---------- Фрагмент документа
Такие люди меняют роль жертвы на роль гонителя. В своих поступках они становятся преследователями, которые издевались и унижали их ранее. Они обращаются со своими жертвами так, как им казалось обращались с ними: как с частичными объектами, которые должны удовлетворять их прихоти и причудливые ожидания. Такое очевидное сексуальное отыгрывание является маниакальной защитой от жуткого страха, связанного с угрозой потери матери и собственной идентичности.

Главной особенностью перверсии является то, что на символическом уровне женщина при помощи первертных действий пытается побороть громадный страх потери матери. Будучи ребенком, она не чувствовала себя в безопасности со своей матерью, напротив, будучи беззащитной, она воспринимала мать как очень опасную. Следовательно, глубинная мотивация перверсии является враждебной и садистической. Этот бессознательный механизм характеризует первертную психику.

Мои выводы целиком базируются на моем собственном клиническом опыте. Но теперь, когда я достигла некоторого понимания женских перверсий и причин их возникновения — не в последнюю очередь неадекватного материнства, мне стало очевидно, что некоторые трудности в принятия этого положения проистекают из особенностей социальной среды. Я не собираюсь писать о социальной истории, но трудно проигнорировать тот факт, что в настоящее время мы сталкиваемся с серьезными противоречиями во взглядах на женщину, на ее эмоциональные нужды и биолого-репродуктивные функции.

Например, я хорошо помню, как в шестидесятые годы теория Лэйнга о «шизофреногенной» матери (Laing 1961; Лэйнг 2002) была неправильно интерпретирована и использована как профессионалами, так и непрофессионалами для обвинения таких женщин. Согласно этой теории такие матери посылали противоречивые послания своим детям, которые Бейтсон ранее назвал «двойными посланиями» (Bateson 1956; Бейтсон 1993). В результате в головах детей возникала путаница, им казалось, что их матери не позволяли им узнать, что правда, а что нет. Так закладывались основы психотической организации их психики. В то время и профессионалы, и обыватели считали, что «понимание» шизофренических пациентов стало доступным до такой степени, что они стали считать себя «пророками нового мира». А что же матери? Они стали автоматически считаться виновными в нарушениях своих детей. Им не досталось ни настоящего сочувствия, ни понимания: их следовало «осуждать» за «плохое» поведение. И лишь немногие люди из неклинической сферы понимали, что у этих матерей в свое время был не менее травмирующий опыт, который отчасти и привел к такому «двойному» отношению к собственным детям. Они сами были жертвами и, в свою очередь, сделали жертвами других.

И, опять же, в шестидесятых мы не хотели признавать, что же в действительности происходило с «детьми, подвергшимися жестокому обращению». Никто, даже опытные врачи, не могли поверить в то, что повреждения этим детям наносили их собственные матери. Никто не мог понять, что эти женщины были матерями: «женщины» казались способными совершить подобные действия, но не «матери». Конечно же, прежде всего они были дочерями и женщинами, из которых некоторые по чистой случайности стали матерями. Невозможность точно диагностировать таких женщин, я полагаю, отчасти проистекала из общественной тенденции возвеличивать материнство и нежелании признавать, что у материнства могут быть и негативные аспекты.

Спустя два десятилетия мы сходным образом не можем принять возможность существования материнского инцеста. Все с готовностью признают инцест со стороны отца, который, насколько нам известно, больше распространен, но не со стороны матери. Никто не верит, что такое бывает, — иногда даже к досаде самих матерей.
--------------------
---------- Исходные данные
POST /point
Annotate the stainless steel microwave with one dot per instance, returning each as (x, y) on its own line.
--------------------
• **Изучите материал**
a: Кто, согласно фрагменту документа, ранее назвал противоречивые послания матерей детям «двойными посланиями»?
b: Выпишите из фрагмента документа точный отрывок, начиная со слов «Мои выводы целиком» и заканчивая словами «и биолого-репродуктивные функции.».
c: Переведите на английский язык предложение из фрагмента документа: «Мои выводы целиком базируются на моем собственном клиническом опыте».
Список здесь никак не используется.

• **Решения заданий**
a: Бейтсон.

b:
Мои выводы целиком базируются на моем собственном клиническом опыте. Но теперь, когда я достигла некоторого понимания женских перверсий и причин их возникновения — не в последнюю очередь неадекватного материнства, мне стало очевидно, что некоторые трудности в принятия этого положения проистекают из особенностей социальной среды. Я не собираюсь писать о социальной истории, но трудно проигнорировать тот факт, что в настоящее время мы сталкиваемся с серьезными противоречиями во взглядах на женщину, на ее эмоциональные нужды и биолого-репродуктивные функции.

c: My conclusions are based entirely on my own clinical experience.